▶ _TASK DIRECTIONS_:
Extract every line of the data below verbatim, leaving the pictures out of your answer.

Shape boundary entries:
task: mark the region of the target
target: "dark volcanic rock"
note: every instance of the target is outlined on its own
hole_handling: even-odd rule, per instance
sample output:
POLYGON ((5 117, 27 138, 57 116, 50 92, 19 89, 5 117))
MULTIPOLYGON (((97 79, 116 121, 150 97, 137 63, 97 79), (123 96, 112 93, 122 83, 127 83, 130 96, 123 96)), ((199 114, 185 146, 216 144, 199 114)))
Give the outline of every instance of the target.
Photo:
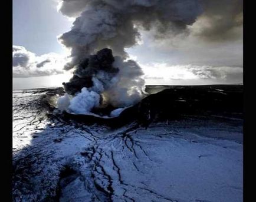
POLYGON ((218 115, 242 118, 243 86, 235 85, 173 86, 152 94, 124 110, 118 117, 103 118, 64 113, 67 119, 86 124, 96 122, 119 127, 130 121, 147 126, 152 121, 181 118, 184 115, 218 115))

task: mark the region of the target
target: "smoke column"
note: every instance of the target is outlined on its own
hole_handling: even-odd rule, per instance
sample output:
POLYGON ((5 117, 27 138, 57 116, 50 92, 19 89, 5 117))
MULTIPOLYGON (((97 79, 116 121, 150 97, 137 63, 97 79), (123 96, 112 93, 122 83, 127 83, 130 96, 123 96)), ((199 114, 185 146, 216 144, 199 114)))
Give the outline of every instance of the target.
MULTIPOLYGON (((137 102, 143 96, 143 72, 136 62, 126 60, 125 48, 136 44, 139 30, 154 28, 160 36, 170 31, 174 35, 189 32, 188 26, 204 12, 212 16, 216 5, 221 2, 231 8, 229 21, 241 11, 232 9, 232 5, 239 8, 240 0, 61 1, 59 11, 76 18, 71 29, 59 37, 71 49, 72 59, 64 69, 74 68, 75 71, 74 77, 64 85, 65 91, 75 97, 70 103, 60 100, 59 104, 69 103, 71 111, 86 113, 105 102, 123 108, 137 102)), ((218 8, 221 11, 216 12, 221 19, 227 12, 221 6, 218 8)), ((218 21, 214 22, 221 27, 218 21)), ((221 32, 225 32, 225 27, 222 27, 221 32)), ((206 31, 202 34, 204 33, 208 34, 206 31)), ((61 99, 70 100, 70 97, 61 99)))

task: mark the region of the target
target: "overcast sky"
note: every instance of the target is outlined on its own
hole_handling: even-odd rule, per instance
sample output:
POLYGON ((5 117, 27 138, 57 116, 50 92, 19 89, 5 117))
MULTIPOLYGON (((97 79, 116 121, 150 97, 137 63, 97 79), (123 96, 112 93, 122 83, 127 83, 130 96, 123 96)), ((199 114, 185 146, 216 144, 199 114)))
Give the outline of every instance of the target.
MULTIPOLYGON (((70 29, 74 18, 58 12, 57 5, 57 0, 13 0, 14 89, 33 88, 35 77, 42 77, 34 88, 60 85, 71 74, 63 69, 68 52, 57 36, 70 29), (55 82, 49 82, 54 75, 58 75, 55 82)), ((231 23, 222 21, 226 27, 231 23)), ((215 37, 217 32, 209 39, 200 29, 207 23, 202 17, 189 28, 191 34, 160 39, 153 37, 153 30, 142 30, 139 44, 126 51, 143 68, 148 84, 242 83, 242 26, 232 27, 220 38, 215 37)))

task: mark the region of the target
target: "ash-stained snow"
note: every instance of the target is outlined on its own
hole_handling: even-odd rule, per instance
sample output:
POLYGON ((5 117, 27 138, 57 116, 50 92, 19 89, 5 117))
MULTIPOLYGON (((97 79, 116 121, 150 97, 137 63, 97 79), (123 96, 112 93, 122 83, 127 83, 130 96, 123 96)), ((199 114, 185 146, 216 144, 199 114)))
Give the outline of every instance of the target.
POLYGON ((14 201, 242 201, 242 120, 87 126, 45 108, 56 91, 13 92, 14 201))

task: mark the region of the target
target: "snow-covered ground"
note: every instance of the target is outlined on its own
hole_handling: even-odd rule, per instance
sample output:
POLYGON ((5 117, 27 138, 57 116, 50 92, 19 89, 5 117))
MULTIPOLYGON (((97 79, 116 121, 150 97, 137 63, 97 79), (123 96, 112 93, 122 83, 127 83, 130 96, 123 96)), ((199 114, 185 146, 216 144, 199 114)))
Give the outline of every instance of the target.
POLYGON ((87 126, 44 116, 45 93, 13 92, 14 201, 242 201, 242 120, 87 126))

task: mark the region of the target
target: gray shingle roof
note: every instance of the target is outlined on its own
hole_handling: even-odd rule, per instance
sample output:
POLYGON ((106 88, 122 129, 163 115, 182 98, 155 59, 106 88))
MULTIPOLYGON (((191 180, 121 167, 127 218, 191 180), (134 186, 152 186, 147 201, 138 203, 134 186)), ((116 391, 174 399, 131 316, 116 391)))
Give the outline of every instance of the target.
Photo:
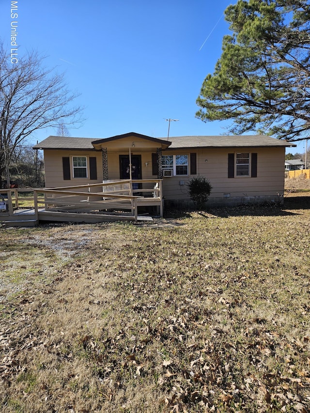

▶ _TASK RESPONSE_:
task: mark the region of the target
target: "dark volcanic rock"
note: every instance of the target is outlined on its own
hole_handling: even-odd rule, per instance
sample output:
POLYGON ((5 117, 27 138, 57 116, 50 92, 19 89, 5 117))
MULTIPOLYGON (((97 79, 116 121, 150 97, 137 63, 97 79), (123 96, 112 93, 122 83, 127 83, 130 96, 123 96)), ((199 114, 185 146, 216 144, 199 114)))
Give the outline of every instance of the target.
Photo:
POLYGON ((218 115, 242 118, 243 86, 235 85, 173 86, 152 94, 124 110, 118 117, 103 118, 64 113, 67 119, 86 124, 96 122, 119 127, 130 121, 147 126, 152 121, 181 118, 184 115, 218 115))

task: mark the region of the target
target: "smoke column"
note: every instance of the target is outlined on its own
hole_handling: even-odd rule, per instance
sample output:
POLYGON ((5 117, 27 138, 57 116, 50 92, 19 89, 5 117))
MULTIPOLYGON (((97 79, 116 121, 150 97, 137 63, 97 79), (123 96, 112 93, 122 83, 127 83, 130 96, 123 96)), ((199 114, 185 146, 216 144, 199 114)))
Give the outline of every instance of the target.
MULTIPOLYGON (((137 102, 143 96, 143 72, 136 62, 126 60, 125 48, 136 44, 139 30, 154 28, 160 36, 170 31, 174 35, 189 32, 188 26, 204 12, 212 16, 216 5, 221 2, 231 8, 229 21, 241 11, 232 9, 232 5, 239 8, 240 0, 61 1, 59 11, 76 18, 71 29, 59 37, 71 49, 72 59, 64 69, 74 68, 75 71, 74 77, 64 85, 65 91, 75 97, 70 103, 60 100, 59 104, 69 103, 71 111, 86 113, 105 102, 123 108, 137 102)), ((218 8, 221 11, 216 12, 221 19, 227 12, 221 6, 218 8)), ((218 21, 214 22, 221 27, 218 21)), ((221 32, 225 32, 225 27, 222 27, 221 32)), ((206 31, 202 34, 204 33, 208 34, 206 31)), ((61 99, 70 100, 70 97, 61 99)))

task: mark the region of the target
target: "overcast sky"
note: every instance of the target is outlined on its own
hole_handling: even-odd rule, per instance
sample output:
POLYGON ((5 117, 27 138, 57 116, 50 92, 19 89, 5 117))
MULTIPOLYGON (((97 79, 116 121, 150 97, 137 63, 97 79), (123 96, 112 93, 122 83, 127 83, 130 96, 123 96)), ((199 114, 185 146, 216 144, 199 114)))
Give the outline of every instance of the target.
MULTIPOLYGON (((70 29, 74 18, 58 12, 57 5, 57 0, 13 0, 14 89, 33 88, 35 77, 42 77, 34 88, 60 85, 71 74, 63 69, 68 52, 57 36, 70 29), (55 82, 49 82, 54 75, 58 75, 55 82)), ((231 23, 222 21, 226 27, 231 23)), ((215 37, 217 32, 209 39, 200 29, 207 23, 202 17, 189 28, 191 34, 160 39, 153 37, 153 30, 142 30, 139 44, 126 51, 143 68, 148 84, 242 83, 242 26, 232 27, 220 38, 215 37)))

task: mark the region of the target
target: "ash-stained snow"
note: every instance of the target is outlined on its own
hole_handling: even-odd rule, per instance
sample output:
POLYGON ((5 117, 27 138, 57 116, 50 92, 19 89, 5 117))
MULTIPOLYGON (((97 79, 116 121, 150 97, 137 63, 97 79), (123 96, 112 93, 122 83, 127 83, 130 96, 123 96)), ((199 114, 185 146, 216 144, 199 114)))
Give the outline of every instance of the target.
POLYGON ((14 201, 242 201, 242 120, 87 126, 45 108, 56 91, 13 92, 14 201))

task: mark the region of the target
target: "snow-covered ground"
note: every instance of the target is outlined on its own
hole_handling: even-odd rule, per instance
sample output:
POLYGON ((5 117, 27 138, 57 116, 50 92, 19 89, 5 117))
MULTIPOLYGON (((97 79, 116 121, 150 97, 137 63, 97 79), (123 96, 112 93, 122 83, 127 83, 130 96, 123 96)), ((199 114, 185 146, 216 144, 199 114)))
Give the outline of every instance of the target.
POLYGON ((87 126, 44 116, 45 93, 13 92, 14 201, 242 201, 242 120, 87 126))

task: mark the region of the target
target: gray shingle roof
note: every instance of the target is outlined on its own
hole_handling: even-odd rule, per instance
sample output:
POLYGON ((106 88, 122 129, 163 115, 182 98, 155 59, 106 88))
MULTIPOLYGON (((191 180, 121 167, 127 218, 191 180), (134 186, 152 186, 147 201, 138 203, 134 186)), ((116 391, 174 399, 131 316, 116 391)))
Give the outline of every instance of the target.
Photo:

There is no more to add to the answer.